Please print the material below word for word, with no changes.

-- START OF ITEMS --

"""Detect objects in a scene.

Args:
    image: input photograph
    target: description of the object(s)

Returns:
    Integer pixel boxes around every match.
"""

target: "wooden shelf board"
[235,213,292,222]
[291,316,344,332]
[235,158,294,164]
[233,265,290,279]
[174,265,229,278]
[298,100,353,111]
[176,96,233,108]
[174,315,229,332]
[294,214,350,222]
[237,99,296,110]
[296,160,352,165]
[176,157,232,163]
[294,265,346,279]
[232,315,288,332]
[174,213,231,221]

-- END OF ITEMS --

OUTPUT OF THE TASK:
"""Detect objects in a scene.

Args:
    image: input photograph
    target: description of the object(s)

Returns:
    Integer pixel boxes around every match.
"""

target: "wooden shelf board"
[235,213,292,222]
[291,316,344,332]
[235,158,294,164]
[233,265,290,279]
[174,265,229,278]
[298,100,353,111]
[176,96,233,108]
[174,315,229,332]
[294,214,350,222]
[237,99,296,110]
[296,160,352,165]
[176,157,232,163]
[294,265,346,279]
[232,315,288,332]
[174,213,231,221]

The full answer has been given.